In the records below, how many lines contain the string "vegetation"? Matching is case-sensitive; reply with the number alone.

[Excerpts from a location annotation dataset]
****************************************

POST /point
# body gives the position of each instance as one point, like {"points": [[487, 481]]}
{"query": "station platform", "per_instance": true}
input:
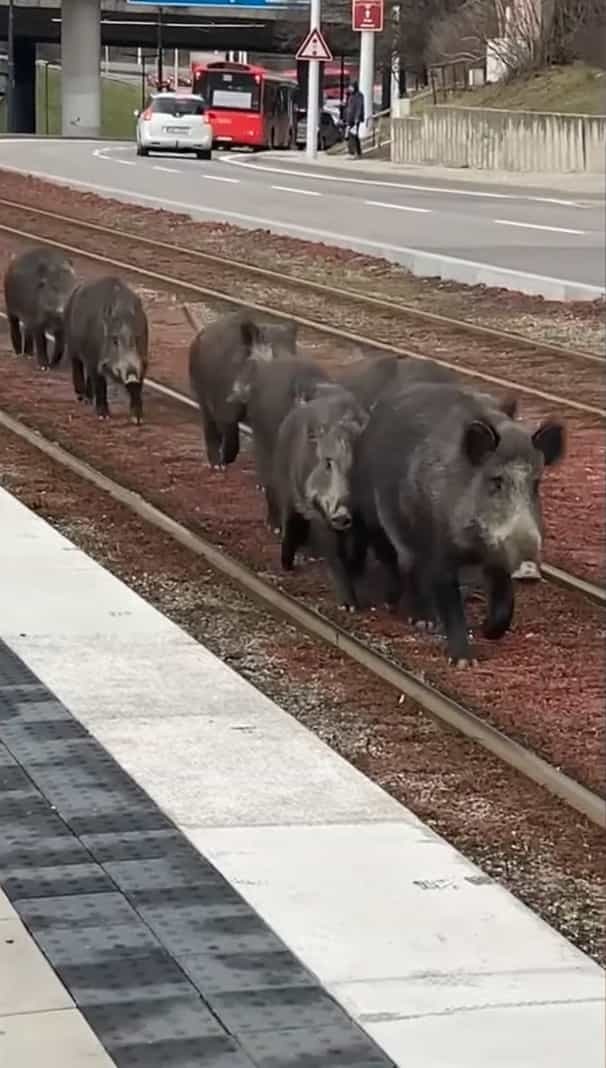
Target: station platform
{"points": [[190, 878]]}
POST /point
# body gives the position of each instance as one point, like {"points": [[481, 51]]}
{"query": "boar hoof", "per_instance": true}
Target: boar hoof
{"points": [[462, 662]]}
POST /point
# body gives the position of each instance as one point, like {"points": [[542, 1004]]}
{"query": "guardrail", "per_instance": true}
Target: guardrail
{"points": [[494, 139]]}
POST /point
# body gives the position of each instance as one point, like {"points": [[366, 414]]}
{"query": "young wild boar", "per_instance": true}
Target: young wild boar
{"points": [[445, 478], [269, 391], [216, 358], [107, 335], [37, 284], [311, 480]]}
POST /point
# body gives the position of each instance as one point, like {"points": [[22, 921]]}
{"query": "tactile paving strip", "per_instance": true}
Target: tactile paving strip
{"points": [[169, 964]]}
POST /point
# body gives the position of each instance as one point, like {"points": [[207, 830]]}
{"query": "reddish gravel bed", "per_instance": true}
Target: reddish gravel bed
{"points": [[537, 368], [543, 682], [574, 495], [550, 858], [574, 325]]}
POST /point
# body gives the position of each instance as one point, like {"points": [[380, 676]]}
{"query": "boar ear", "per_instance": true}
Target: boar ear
{"points": [[250, 332], [509, 405], [549, 439], [480, 439]]}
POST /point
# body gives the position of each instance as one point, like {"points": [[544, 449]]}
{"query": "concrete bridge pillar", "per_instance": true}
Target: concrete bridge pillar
{"points": [[80, 62], [24, 105]]}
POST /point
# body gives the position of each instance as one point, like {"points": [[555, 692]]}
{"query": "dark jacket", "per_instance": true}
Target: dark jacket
{"points": [[355, 109]]}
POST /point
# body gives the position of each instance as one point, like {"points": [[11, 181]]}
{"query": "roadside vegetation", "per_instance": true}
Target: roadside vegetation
{"points": [[119, 99], [577, 89]]}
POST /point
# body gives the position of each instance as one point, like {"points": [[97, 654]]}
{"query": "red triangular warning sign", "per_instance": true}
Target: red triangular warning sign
{"points": [[314, 47]]}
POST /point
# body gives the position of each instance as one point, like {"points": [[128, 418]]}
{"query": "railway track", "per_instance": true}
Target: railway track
{"points": [[369, 300], [556, 575], [386, 319], [404, 681], [431, 700]]}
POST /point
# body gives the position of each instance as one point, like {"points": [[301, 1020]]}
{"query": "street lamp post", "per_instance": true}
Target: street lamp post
{"points": [[11, 84], [160, 47]]}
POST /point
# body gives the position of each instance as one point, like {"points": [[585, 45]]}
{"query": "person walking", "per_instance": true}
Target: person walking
{"points": [[354, 116]]}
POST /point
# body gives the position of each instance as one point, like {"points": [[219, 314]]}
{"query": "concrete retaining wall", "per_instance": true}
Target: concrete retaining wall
{"points": [[491, 139]]}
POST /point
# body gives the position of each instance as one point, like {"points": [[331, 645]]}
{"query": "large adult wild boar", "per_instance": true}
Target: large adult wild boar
{"points": [[107, 336], [216, 358], [446, 478], [37, 284]]}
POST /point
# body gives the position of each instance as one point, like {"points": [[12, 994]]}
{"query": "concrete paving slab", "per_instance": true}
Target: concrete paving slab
{"points": [[6, 910], [517, 1036], [27, 982], [277, 770], [50, 1039], [416, 905]]}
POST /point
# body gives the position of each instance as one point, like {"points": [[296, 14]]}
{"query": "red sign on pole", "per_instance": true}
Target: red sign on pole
{"points": [[368, 15]]}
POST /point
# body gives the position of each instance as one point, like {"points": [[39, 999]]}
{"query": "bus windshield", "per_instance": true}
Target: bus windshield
{"points": [[230, 90]]}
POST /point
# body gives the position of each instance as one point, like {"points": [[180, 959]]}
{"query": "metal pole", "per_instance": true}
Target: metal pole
{"points": [[11, 84], [313, 88], [394, 93], [367, 78], [159, 45]]}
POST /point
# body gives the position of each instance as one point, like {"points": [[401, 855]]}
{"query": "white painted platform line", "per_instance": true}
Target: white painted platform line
{"points": [[443, 967], [40, 1023]]}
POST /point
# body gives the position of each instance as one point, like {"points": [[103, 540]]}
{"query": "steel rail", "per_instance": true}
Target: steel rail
{"points": [[310, 324], [432, 701], [320, 287]]}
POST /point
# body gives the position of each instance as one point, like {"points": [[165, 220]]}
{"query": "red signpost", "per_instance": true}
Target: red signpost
{"points": [[367, 15]]}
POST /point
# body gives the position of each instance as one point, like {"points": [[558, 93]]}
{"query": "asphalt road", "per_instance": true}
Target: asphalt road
{"points": [[530, 238]]}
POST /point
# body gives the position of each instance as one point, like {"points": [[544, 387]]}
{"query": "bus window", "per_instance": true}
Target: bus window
{"points": [[231, 90]]}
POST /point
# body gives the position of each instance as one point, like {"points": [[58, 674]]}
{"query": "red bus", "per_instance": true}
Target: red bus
{"points": [[247, 105]]}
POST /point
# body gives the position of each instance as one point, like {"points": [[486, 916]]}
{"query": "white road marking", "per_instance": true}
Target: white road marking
{"points": [[399, 207], [315, 232], [537, 225], [301, 192], [345, 178]]}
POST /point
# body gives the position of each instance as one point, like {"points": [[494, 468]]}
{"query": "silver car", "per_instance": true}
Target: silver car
{"points": [[174, 122]]}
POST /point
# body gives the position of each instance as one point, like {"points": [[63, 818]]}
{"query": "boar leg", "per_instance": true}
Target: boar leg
{"points": [[28, 343], [335, 546], [273, 517], [387, 555], [230, 443], [213, 438], [500, 603], [16, 338], [449, 603], [358, 544], [78, 377], [99, 386], [59, 347], [135, 391], [41, 348], [295, 530], [422, 609]]}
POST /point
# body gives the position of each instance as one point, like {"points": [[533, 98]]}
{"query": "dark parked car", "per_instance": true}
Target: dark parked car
{"points": [[328, 134]]}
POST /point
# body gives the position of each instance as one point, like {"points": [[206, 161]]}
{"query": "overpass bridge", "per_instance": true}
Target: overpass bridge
{"points": [[83, 27]]}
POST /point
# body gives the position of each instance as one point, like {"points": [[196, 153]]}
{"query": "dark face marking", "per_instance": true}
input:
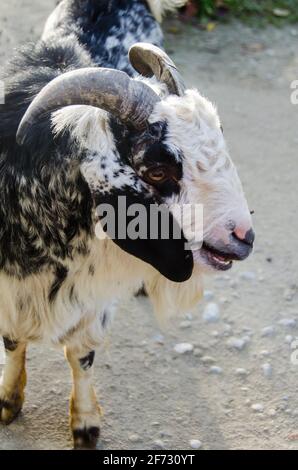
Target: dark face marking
{"points": [[9, 344], [87, 361], [60, 276], [167, 255]]}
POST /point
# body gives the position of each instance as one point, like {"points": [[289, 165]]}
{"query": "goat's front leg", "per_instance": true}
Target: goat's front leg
{"points": [[13, 381], [84, 411]]}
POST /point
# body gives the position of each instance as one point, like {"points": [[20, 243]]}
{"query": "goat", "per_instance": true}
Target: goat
{"points": [[82, 125]]}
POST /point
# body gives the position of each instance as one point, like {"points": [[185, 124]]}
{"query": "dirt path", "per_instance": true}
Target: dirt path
{"points": [[151, 396]]}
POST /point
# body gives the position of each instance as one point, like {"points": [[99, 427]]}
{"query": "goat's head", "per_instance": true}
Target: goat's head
{"points": [[168, 149]]}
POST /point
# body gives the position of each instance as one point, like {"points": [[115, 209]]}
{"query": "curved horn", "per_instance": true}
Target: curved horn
{"points": [[149, 60], [114, 91]]}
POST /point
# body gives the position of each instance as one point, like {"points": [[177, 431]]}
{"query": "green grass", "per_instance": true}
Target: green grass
{"points": [[257, 11]]}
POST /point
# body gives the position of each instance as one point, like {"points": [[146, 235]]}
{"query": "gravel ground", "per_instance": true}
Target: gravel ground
{"points": [[232, 385]]}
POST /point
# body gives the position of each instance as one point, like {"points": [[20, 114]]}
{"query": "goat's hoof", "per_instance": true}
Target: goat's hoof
{"points": [[9, 410], [86, 438]]}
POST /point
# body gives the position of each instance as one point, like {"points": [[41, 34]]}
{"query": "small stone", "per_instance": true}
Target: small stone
{"points": [[207, 360], [216, 370], [185, 324], [289, 322], [198, 352], [159, 338], [195, 444], [290, 293], [264, 353], [289, 339], [267, 370], [257, 407], [182, 348], [211, 313], [241, 372], [268, 331], [208, 295], [237, 343], [234, 284], [248, 276], [134, 438]]}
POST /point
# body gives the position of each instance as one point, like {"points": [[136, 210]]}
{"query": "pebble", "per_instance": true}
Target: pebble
{"points": [[289, 339], [241, 372], [216, 370], [185, 324], [211, 313], [159, 444], [182, 348], [268, 331], [207, 360], [198, 352], [134, 438], [237, 343], [264, 353], [195, 444], [248, 276], [290, 322], [290, 293], [267, 370], [257, 407], [158, 338]]}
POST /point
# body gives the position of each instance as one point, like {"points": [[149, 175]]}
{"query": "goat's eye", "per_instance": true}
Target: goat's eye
{"points": [[156, 175]]}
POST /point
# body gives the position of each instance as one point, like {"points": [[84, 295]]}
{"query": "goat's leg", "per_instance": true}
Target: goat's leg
{"points": [[13, 381], [84, 410]]}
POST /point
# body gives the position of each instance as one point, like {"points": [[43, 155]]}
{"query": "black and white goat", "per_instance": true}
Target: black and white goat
{"points": [[74, 135]]}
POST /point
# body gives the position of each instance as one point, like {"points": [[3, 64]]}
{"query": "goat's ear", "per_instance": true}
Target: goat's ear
{"points": [[167, 255]]}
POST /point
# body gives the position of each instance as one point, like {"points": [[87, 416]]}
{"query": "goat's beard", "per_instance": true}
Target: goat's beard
{"points": [[171, 298]]}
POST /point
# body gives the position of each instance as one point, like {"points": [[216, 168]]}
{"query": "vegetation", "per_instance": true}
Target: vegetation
{"points": [[273, 11]]}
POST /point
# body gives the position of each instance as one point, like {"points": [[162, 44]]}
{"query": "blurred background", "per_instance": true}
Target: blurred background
{"points": [[236, 386]]}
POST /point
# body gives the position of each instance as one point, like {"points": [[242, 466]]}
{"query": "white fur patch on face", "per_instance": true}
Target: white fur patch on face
{"points": [[209, 176]]}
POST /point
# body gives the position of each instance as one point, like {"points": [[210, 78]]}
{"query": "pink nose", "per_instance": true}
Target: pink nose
{"points": [[244, 235]]}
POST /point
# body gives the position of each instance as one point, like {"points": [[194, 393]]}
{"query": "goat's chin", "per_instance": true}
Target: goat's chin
{"points": [[172, 298], [209, 262]]}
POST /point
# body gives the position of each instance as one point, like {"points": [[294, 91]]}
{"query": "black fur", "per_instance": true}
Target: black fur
{"points": [[46, 205], [87, 361], [9, 344]]}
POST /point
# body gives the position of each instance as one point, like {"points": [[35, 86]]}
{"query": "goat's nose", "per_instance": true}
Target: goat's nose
{"points": [[244, 236]]}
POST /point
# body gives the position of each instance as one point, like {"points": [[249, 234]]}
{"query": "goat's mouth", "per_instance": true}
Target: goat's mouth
{"points": [[214, 258]]}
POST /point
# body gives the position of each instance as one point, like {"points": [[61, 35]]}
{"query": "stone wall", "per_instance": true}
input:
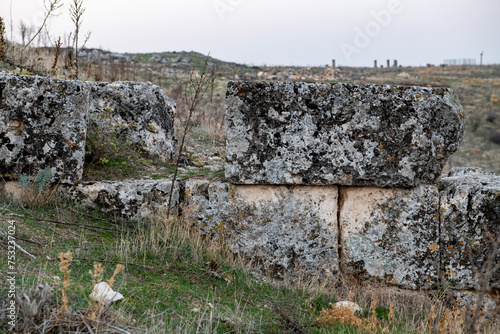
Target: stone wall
{"points": [[339, 134], [44, 122], [322, 179]]}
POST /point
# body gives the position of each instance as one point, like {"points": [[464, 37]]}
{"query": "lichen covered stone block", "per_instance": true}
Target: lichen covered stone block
{"points": [[132, 200], [287, 231], [325, 134], [43, 125], [391, 235], [470, 219], [139, 112]]}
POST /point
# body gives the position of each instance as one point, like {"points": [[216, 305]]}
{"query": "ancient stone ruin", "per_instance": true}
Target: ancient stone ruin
{"points": [[44, 122], [322, 179]]}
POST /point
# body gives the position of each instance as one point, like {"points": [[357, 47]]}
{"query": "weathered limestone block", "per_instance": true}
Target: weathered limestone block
{"points": [[43, 124], [139, 111], [286, 230], [324, 134], [470, 219], [391, 235], [134, 199]]}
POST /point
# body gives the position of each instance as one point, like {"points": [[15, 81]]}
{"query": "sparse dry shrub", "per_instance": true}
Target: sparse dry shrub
{"points": [[38, 311], [344, 316], [3, 45]]}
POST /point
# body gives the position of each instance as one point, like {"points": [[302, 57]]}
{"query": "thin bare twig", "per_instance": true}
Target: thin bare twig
{"points": [[49, 12], [199, 87]]}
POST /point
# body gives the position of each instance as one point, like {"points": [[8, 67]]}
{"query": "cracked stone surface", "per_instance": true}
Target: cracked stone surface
{"points": [[470, 218], [391, 235], [134, 199], [139, 111], [326, 134], [287, 231], [43, 124]]}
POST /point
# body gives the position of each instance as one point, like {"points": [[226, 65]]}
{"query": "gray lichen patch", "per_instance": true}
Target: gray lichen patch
{"points": [[287, 231], [391, 235], [139, 112], [130, 200], [325, 134], [470, 218], [43, 124]]}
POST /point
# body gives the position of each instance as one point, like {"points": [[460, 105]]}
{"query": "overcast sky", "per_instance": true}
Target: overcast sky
{"points": [[286, 32]]}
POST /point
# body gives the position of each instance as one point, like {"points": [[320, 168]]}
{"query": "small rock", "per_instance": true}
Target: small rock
{"points": [[104, 293]]}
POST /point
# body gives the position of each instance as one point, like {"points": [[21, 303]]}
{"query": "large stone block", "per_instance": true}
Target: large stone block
{"points": [[325, 134], [132, 200], [43, 125], [470, 219], [391, 235], [139, 111], [286, 230]]}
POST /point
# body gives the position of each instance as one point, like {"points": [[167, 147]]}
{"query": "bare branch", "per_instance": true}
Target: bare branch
{"points": [[50, 9]]}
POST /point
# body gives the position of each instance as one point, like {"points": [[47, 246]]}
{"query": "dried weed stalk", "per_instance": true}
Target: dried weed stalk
{"points": [[193, 94]]}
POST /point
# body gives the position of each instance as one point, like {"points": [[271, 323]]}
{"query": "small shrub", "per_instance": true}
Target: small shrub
{"points": [[2, 39]]}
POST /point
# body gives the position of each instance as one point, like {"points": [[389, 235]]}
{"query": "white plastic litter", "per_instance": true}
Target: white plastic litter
{"points": [[103, 292], [349, 305]]}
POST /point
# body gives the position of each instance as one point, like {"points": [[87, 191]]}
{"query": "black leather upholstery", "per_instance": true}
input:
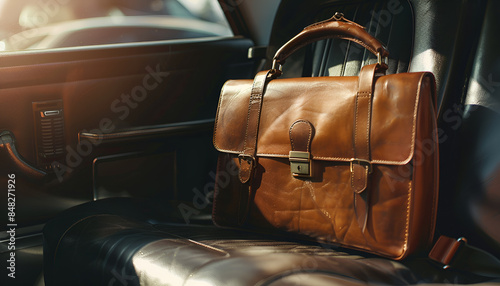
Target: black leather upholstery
{"points": [[125, 242], [112, 242]]}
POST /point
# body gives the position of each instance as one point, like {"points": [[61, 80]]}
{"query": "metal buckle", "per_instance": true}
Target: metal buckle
{"points": [[247, 158], [381, 60], [300, 164], [277, 68], [362, 162]]}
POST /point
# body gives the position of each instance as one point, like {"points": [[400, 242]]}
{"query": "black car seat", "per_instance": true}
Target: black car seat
{"points": [[124, 241]]}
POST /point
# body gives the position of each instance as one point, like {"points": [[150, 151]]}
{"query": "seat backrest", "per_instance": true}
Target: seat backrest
{"points": [[476, 203], [420, 36]]}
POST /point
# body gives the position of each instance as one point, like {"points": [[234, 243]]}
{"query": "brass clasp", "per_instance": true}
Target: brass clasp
{"points": [[300, 164]]}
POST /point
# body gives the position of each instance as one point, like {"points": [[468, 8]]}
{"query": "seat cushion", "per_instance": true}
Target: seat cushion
{"points": [[115, 242]]}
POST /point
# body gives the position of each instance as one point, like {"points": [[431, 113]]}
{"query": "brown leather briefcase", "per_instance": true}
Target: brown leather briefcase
{"points": [[351, 161]]}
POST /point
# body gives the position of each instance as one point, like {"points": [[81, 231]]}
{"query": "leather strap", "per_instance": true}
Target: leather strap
{"points": [[301, 133], [458, 254], [247, 158], [360, 166]]}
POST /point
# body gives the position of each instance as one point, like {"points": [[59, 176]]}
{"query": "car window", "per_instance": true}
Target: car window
{"points": [[46, 24]]}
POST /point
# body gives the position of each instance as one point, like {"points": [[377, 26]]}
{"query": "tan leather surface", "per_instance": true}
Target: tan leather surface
{"points": [[328, 103], [396, 215]]}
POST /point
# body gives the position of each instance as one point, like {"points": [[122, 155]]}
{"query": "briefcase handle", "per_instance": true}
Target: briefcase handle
{"points": [[336, 27]]}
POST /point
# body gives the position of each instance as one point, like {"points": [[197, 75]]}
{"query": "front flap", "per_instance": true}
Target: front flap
{"points": [[328, 103]]}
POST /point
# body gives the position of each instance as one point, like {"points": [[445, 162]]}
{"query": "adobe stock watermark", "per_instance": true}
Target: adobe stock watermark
{"points": [[121, 107]]}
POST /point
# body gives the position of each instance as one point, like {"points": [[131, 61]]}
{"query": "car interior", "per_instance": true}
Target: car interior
{"points": [[108, 150]]}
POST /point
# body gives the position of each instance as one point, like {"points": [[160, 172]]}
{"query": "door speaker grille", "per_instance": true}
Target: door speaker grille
{"points": [[49, 132]]}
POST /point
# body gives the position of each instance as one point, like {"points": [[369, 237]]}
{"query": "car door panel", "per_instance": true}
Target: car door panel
{"points": [[157, 98]]}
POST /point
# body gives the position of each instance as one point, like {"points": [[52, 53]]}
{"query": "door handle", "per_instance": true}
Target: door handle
{"points": [[9, 153]]}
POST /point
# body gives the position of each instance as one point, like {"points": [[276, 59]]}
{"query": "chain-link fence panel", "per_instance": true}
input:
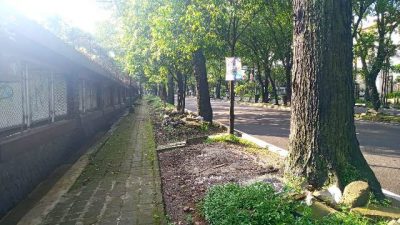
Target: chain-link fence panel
{"points": [[11, 94], [107, 96], [39, 94], [60, 95], [90, 98]]}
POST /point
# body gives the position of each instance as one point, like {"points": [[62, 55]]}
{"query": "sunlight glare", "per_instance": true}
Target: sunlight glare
{"points": [[80, 13]]}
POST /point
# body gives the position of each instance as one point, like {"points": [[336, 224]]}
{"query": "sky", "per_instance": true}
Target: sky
{"points": [[84, 14]]}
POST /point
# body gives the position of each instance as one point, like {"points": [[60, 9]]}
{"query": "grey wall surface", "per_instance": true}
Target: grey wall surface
{"points": [[28, 158]]}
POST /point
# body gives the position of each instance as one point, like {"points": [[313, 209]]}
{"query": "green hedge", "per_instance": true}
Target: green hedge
{"points": [[259, 204]]}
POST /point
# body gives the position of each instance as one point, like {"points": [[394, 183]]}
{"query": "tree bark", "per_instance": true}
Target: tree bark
{"points": [[268, 76], [323, 147], [203, 95], [171, 91], [181, 92]]}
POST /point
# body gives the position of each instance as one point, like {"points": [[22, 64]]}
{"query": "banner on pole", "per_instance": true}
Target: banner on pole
{"points": [[233, 69]]}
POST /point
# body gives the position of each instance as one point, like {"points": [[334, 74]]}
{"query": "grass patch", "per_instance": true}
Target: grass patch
{"points": [[260, 204], [379, 117]]}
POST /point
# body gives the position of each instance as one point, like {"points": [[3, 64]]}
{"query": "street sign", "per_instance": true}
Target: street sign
{"points": [[233, 69]]}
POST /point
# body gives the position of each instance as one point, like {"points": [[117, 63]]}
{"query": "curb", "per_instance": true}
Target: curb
{"points": [[282, 152], [47, 203]]}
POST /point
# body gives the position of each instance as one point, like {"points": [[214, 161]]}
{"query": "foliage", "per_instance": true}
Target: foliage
{"points": [[260, 204], [393, 95]]}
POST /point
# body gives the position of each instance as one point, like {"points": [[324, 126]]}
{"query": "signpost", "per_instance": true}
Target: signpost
{"points": [[233, 72]]}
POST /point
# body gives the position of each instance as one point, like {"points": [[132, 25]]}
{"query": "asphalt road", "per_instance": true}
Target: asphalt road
{"points": [[380, 143]]}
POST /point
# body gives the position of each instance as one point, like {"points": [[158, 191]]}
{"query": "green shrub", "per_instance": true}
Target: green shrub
{"points": [[254, 204], [259, 204]]}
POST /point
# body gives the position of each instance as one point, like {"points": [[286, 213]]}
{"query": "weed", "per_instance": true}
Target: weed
{"points": [[260, 204]]}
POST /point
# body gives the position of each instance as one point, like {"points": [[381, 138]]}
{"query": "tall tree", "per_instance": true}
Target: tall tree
{"points": [[374, 43], [323, 146]]}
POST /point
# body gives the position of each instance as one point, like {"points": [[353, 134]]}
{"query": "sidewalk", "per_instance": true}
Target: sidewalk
{"points": [[121, 184]]}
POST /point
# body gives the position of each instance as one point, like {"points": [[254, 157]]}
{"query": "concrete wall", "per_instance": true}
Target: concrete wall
{"points": [[28, 158]]}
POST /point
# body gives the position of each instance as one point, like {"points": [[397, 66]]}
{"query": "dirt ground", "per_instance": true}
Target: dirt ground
{"points": [[188, 172]]}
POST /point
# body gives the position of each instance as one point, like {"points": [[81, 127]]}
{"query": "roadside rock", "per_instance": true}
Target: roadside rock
{"points": [[331, 196], [378, 212], [356, 194], [394, 222], [320, 210]]}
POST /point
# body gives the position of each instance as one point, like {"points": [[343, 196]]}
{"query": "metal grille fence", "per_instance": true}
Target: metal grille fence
{"points": [[32, 94]]}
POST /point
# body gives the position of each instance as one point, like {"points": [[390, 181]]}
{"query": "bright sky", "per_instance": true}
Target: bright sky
{"points": [[83, 14]]}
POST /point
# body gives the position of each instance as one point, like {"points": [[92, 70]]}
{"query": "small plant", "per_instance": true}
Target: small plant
{"points": [[260, 204], [205, 126], [189, 219], [230, 138]]}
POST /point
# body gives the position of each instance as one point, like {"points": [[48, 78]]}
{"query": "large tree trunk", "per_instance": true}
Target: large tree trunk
{"points": [[218, 88], [171, 91], [181, 92], [263, 84], [203, 95], [288, 76], [323, 146]]}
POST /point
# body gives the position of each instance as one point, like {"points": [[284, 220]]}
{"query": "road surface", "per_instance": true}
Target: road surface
{"points": [[380, 143]]}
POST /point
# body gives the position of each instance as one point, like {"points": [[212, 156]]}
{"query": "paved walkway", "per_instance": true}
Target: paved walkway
{"points": [[121, 184]]}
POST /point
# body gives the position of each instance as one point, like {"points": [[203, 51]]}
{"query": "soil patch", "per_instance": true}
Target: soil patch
{"points": [[188, 172]]}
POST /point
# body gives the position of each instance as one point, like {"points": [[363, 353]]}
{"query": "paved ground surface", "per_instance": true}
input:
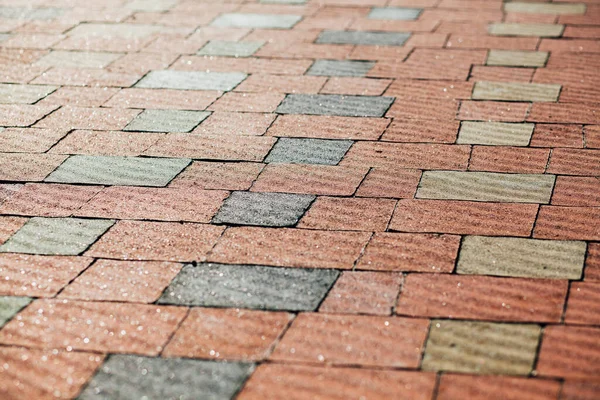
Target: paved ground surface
{"points": [[322, 199]]}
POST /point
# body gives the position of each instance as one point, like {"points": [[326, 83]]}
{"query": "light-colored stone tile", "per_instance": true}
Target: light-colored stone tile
{"points": [[517, 257], [486, 186], [495, 133], [481, 347], [515, 91]]}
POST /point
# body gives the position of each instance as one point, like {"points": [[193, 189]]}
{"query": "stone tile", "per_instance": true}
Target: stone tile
{"points": [[256, 21], [340, 68], [495, 133], [363, 38], [547, 259], [191, 80], [507, 91], [481, 347], [394, 13], [133, 171], [243, 286], [10, 306], [166, 121], [331, 104], [60, 236], [231, 49], [263, 209], [486, 186], [126, 376], [228, 334]]}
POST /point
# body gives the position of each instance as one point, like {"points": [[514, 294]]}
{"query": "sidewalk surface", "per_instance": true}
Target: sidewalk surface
{"points": [[299, 199]]}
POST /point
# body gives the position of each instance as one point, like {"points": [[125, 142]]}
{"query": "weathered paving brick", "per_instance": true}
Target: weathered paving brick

****************************************

*OUTPUT FOR THIS EXERCISE*
4